━━ GIVEN PASSAGE ━━

The researchers found that, after police began issuing tickets based on automated photo enforcement, the rate of speeding violations decreased nearly 50 percent in the school zones in their study, compared to the period when drivers received written warnings. The proportion of vehicles exceeding the 20 mph limit decreased by nearly half in the citation period compared to the warning period. The deterrent effect of automated enforcement was sustained over two years.

“The 20 mph speed limit is the most important step to ensure that kids can walk and bike to school safely,” said lead author Alex Quistberg, assistant research professor of environmental and occupational health at the Drexel University Dornsife School of Public Health in Philadelphia.

“In addition to the safety benefits, slowing down car traffic encourages kids to walk, bike or bus to school, which have been shown to improve child health and concentration,” said co-author Beth Ebel, the Safe and Active Transportation section lead at the Harborview Injury Prevention & Research Center and a professor of pediatrics at the University of Washington School of Medicine in Seattle.

Vehicle speed reductions could have far-reaching effects in reducing child deaths. Most collisions with  child pedestrians happen near schools. Vehicle speed significantly determines the risk of severe injury. For example, a pedestrian has a less than 10 percent chance of being fatally injured by a vehicle traveling 20 mph, but that risk jumps to 50 percent when the vehicle is traveling 40 mph. In Seattle, school zone speed limits are set at 20 mph.

The four Seattle elementary schools included in the study were near locations where the Seattle Police Department and the Seattle Department of Transportation had installed vehicle tracking and photo enforcement technology in fall 2012. The researchers examined data collected through January 2015. Because number of vehicles passing through the school zones stayed constant or rose slightly during the enforcement phase, drivers likely didn’t opt for alternate routes to avoid the cameras.

Hourly data on vehicle numbers and speeds in these school zones was not available prior to the photo enforcement warning period, so researchers were unable to study how the warning period alone may have altered driver behavior.

━━━
━━ DATA EXTRACTS ━━

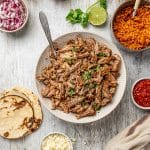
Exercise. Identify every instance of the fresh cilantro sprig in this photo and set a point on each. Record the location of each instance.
(77, 16)
(103, 3)
(71, 92)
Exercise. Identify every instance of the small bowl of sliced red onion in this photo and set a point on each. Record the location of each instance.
(13, 15)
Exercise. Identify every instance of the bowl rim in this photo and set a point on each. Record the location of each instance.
(60, 133)
(132, 97)
(25, 21)
(114, 38)
(123, 67)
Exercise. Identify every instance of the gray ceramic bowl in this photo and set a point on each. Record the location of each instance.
(44, 61)
(114, 38)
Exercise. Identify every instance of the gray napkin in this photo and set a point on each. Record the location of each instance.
(134, 137)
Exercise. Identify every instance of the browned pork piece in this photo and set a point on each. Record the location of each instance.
(83, 78)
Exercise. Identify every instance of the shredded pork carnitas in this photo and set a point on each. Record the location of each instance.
(82, 79)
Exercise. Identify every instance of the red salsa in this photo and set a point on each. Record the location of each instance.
(12, 14)
(141, 92)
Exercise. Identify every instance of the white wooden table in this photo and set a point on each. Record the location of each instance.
(18, 57)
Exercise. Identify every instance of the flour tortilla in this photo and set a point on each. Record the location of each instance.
(16, 117)
(34, 101)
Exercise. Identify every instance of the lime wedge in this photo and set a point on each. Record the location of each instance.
(97, 14)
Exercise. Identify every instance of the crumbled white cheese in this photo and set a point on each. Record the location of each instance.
(56, 142)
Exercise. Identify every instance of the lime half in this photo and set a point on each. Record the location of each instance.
(97, 15)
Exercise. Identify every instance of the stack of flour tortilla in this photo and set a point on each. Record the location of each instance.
(20, 113)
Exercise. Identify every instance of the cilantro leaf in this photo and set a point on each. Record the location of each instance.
(101, 55)
(84, 19)
(71, 92)
(103, 3)
(77, 16)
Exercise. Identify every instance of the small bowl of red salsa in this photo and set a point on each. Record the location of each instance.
(13, 15)
(141, 93)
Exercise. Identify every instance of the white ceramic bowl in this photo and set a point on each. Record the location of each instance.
(137, 105)
(44, 61)
(68, 139)
(25, 21)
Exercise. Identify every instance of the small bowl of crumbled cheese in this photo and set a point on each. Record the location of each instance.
(56, 141)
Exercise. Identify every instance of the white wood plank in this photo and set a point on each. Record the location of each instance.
(18, 57)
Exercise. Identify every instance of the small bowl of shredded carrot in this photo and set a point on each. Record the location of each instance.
(132, 33)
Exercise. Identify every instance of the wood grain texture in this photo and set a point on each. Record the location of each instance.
(18, 57)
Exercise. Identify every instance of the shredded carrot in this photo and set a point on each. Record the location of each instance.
(133, 33)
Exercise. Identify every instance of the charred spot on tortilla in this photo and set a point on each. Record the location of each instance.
(19, 105)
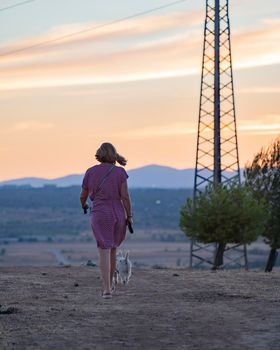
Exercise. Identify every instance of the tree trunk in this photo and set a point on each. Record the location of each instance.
(271, 260)
(219, 258)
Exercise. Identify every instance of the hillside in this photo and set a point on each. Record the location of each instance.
(49, 210)
(149, 176)
(60, 308)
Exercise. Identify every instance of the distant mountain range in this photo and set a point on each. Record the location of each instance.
(150, 176)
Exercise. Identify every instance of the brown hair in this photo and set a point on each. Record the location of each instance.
(107, 153)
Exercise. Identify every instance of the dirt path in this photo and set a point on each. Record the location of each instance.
(61, 308)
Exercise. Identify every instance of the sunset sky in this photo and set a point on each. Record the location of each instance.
(134, 83)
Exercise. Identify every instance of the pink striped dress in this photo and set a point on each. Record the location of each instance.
(107, 218)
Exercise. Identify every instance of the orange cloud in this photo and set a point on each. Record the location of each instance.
(163, 46)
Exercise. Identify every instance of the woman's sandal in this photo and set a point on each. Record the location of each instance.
(106, 295)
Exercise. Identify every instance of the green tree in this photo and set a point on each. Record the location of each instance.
(263, 176)
(223, 214)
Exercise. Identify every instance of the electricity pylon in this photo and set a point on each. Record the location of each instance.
(217, 159)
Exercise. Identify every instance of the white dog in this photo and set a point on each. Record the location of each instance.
(123, 268)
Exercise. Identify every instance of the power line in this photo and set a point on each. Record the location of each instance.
(16, 5)
(66, 36)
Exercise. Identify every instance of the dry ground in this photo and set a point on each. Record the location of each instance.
(61, 308)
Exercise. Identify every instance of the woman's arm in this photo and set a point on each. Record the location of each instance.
(83, 197)
(126, 200)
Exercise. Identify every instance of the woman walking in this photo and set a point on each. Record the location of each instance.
(106, 185)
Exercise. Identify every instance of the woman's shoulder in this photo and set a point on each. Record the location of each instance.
(122, 171)
(92, 169)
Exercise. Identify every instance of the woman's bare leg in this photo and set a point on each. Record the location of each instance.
(113, 263)
(104, 263)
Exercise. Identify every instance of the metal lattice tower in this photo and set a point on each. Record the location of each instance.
(217, 158)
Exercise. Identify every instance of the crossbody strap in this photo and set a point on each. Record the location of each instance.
(102, 181)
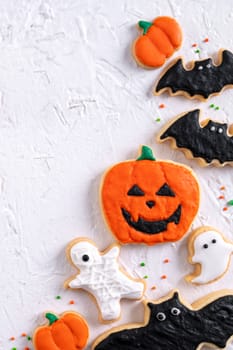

━━━

§ STUDY QUESTIONS
1. According to the passage on Seattle school-zone speed cameras, through what month and year did the researchers examine data?
2. Translate this sentence from the passage on Seattle school-zone speed cameras into Spanish: "In Seattle, school zone speed limits are set at 20 mph."
3. Write the next part of the passage on Seattle school-zone speed cameras, picking up after its final sentence.

§ LIST OF ANSWERS
1. January 2015

2. En Seattle, los límites de velocidad en las zonas escolares están fijados en 20 mph.

3.
Additional research on a larger scale, such as monitoring school zones at more locations, over longer periods of time before and after photo enforcement implementation, and in a greater variety of road and travel conditions, could give researchers a fuller picture of the influence of photo enforcement on school zone vehicle speeds.

As a topic for further research, the study authors were also interested in school zones as potential factors in the overall health of children in the area. Kids with built-in physical activities in their schedules, such as biking or walking to school, experience significant and long-lasting health benefits. Prior studies, however, have shown safety concerns are a major reason families don’t choose these  options.

The study was supported by Harborview Injury Prevention & Research Center and the Eunice Kennedy Shriver National Institute of Child Health and Human Development of the National Institutes of Health. The Seattle Department of Transportation, Seattle Police Department, and American Traffic Solutions, Inc. provided access to the data.

The Harborview Injury Prevention and Research Center studies why injuries happen, and what can be done to avoid them.  HIPRC is affiliated with the University of Washington and Harborview Medical Center, a part of UW Medicine. Its mission is to reduce the impact of injury and violence on peopleʼs lives through research, education, training and public awareness.